- _Фрагмент текста_
┏━━

Почти всё здесь, в Гриннелле, выглядит так, будто оно изображает настоящую Америку, будто это фильм, а не реальность, хотя что такое реальность? Невероятно красивые огромные фуры, с монструозными кабинами, блестящие, ярко выкрашенные — точь в точь, как в роуд-мувиз. Рекламы с большими буквами, будто никакого другого дизайна в мире нет и быть не может. Бесконечные полки с супом «Кэмпбелл» в супермаркетах. Кока-кола, кока-кола, кока-кола. Бейсболки на каждом втором, нет, каждом первом местном жителе. Они будто все сговорились, бормочу я себе под нос и отправляюсь насытить глаза очередной обильной порцией американы. А порции здесь огромные. Это все знают.
16 сентября 2019 года
Черт, все перепутал: оказывается, в прошлом году я был в Cedar Falls, а не в Cedar Rapids. А в этот раз поездка пока сорвалась, так как в последние дни по Айове бродят смерчи, и даже прогулялись по околице небольшие торнадо, каждую ночь гремят грозы, от которых сотрясается мой домик. Утром, отправляясь читать лекции, обнаруживаю на дорожке сломанные ветром ветки, сорванные ливнем листья и мелкие яблочки, что тут везде. В таких местах природа рядом, под боком, под тобой и вокруг тебя, стоит зазеваться — и в дом заползают жуки, пауки и бог знает кто еще. Вчера в подвале видел свернувшуюся колечком змейку. В то же время никогда в жизни я не был так отгорожен от природы, столь цивилизованно окуклен — почти весь день провожу в наглухо закрытых помещениях, по которым гуляет мертвенный холодок кондиционера. Да-да, Генри Миллер прав: хорошо кондиционированный кошмар. Снаружи пока не разгуляешься: плюс тридцать, почти стопроцентная влажность, духота. Но все-таки пытаюсь. Я же отважный путешественник.
В общем, неправы те, кто утверждает, что такие места есть тоска. Тоска везде: хоть в Риме, хоть в Катманду, хоть в Норильске. Хоть в Гриннелле. Ее нигде не больше и не меньше. Но даже Рим не сравнится с захолустными американскими городками по присутствию в здешней жизни искусства. Да-да, я не шучу. В Риме было много разной жизни: античной, средневековой, барочной, фашистской, другой — и эта жизнь оставила после себя всяческое искусство, среди которого живут уже другие люди. Эти люди продают былое искусство туристам, а сами существуют как-то отдельно (разве что придуманный Соррентино Джеп Гамбарделла устроился в Риме по-иному, но так ведь на то это и кино, плюс он же, в конце концов, некогда литлимитчик из Неаполя). В Гриннелле сама местная жизнь творит себя как искусство — воспроизводит стопроцентную американу, сама себе даже не подражает, даже не имитирует себя, нет, просто себя воспроизводит. Никакой стилизации, никаких пастишей и пародий, никакого зазора для иронии. Вот оно, существует, и уже ничего не попишешь. Люди делают искусство, совсем о том не подозревая; они уверены, что просто живут. Одна из важнейших характеристик искусства такова: оно делается, в конце-то концов, для себя, а уже потом для других. Во-вторых, искусство не отражает жизнь и даже не трансформирует ее, оно само есть жизнь, только другая, специальная, сделанная.

┗━━

- _Что требуется_
1 > Выпишите дословно часть текста о Гриннелле, начиная со слов «Почти всё здесь, в» и далее вплоть до слов «Это все знают.».
2 > Перепишите все приведенные ниже записи, заменив «light colored tile» на «beige tile». Все прочее оставьте без изменений.

- _Исходные данные_
┏━━

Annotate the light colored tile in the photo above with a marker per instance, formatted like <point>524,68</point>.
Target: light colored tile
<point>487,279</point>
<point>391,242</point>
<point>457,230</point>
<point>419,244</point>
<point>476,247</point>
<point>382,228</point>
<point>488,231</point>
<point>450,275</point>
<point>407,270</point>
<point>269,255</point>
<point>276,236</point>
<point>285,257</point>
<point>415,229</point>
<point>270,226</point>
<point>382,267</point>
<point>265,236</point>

┗━━

- _Ответы ниже_
1 >
Почти всё здесь, в Гриннелле, выглядит так, будто оно изображает настоящую Америку, будто это фильм, а не реальность, хотя что такое реальность? Невероятно красивые огромные фуры, с монструозными кабинами, блестящие, ярко выкрашенные — точь в точь, как в роуд-мувиз. Рекламы с большими буквами, будто никакого другого дизайна в мире нет и быть не может. Бесконечные полки с супом «Кэмпбелл» в супермаркетах. Кока-кола, кока-кола, кока-кола. Бейсболки на каждом втором, нет, каждом первом местном жителе. Они будто все сговорились, бормочу я себе под нос и отправляюсь насытить глаза очередной обильной порцией американы. А порции здесь огромные. Это все знают.

2 >
Annotate the beige tile in the photo above with a marker per instance, formatted like <point>524,68</point>.
Target: beige tile
<point>487,279</point>
<point>391,242</point>
<point>457,230</point>
<point>419,244</point>
<point>476,247</point>
<point>382,228</point>
<point>488,231</point>
<point>450,275</point>
<point>407,270</point>
<point>269,255</point>
<point>276,236</point>
<point>285,257</point>
<point>415,229</point>
<point>270,226</point>
<point>382,267</point>
<point>265,236</point>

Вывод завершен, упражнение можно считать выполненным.